Problem to solve ::
Write down every entry below once more, exactly.

[Data listing]

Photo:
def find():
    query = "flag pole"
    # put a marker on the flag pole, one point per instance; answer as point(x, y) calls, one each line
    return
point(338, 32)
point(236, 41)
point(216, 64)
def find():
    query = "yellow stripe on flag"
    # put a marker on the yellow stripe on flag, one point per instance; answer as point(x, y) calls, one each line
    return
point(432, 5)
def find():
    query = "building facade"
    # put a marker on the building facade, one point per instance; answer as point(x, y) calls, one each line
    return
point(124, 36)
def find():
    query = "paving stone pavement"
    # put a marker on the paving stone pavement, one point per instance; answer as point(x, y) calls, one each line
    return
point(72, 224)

Exercise solution ::
Photo:
def find():
    query = "flag pole"
    # put a marker on the flag pole, one point per instance; answer as point(x, y) calls, one each line
    return
point(338, 32)
point(236, 41)
point(216, 64)
def find():
    query = "yellow stripe on flag"
    # put a marker on the yellow stripe on flag, one point per instance; answer as point(x, y) calls, one each line
    return
point(432, 5)
def find():
    query = "building facade"
    # put a marker on the building facade, one point per instance; answer as point(x, y) calls, one each line
    return
point(124, 36)
def find():
    query = "paving stone pavement"
    # put a marker on the paving stone pavement, one point per instance; answer as point(x, y) calls, one each line
    return
point(72, 224)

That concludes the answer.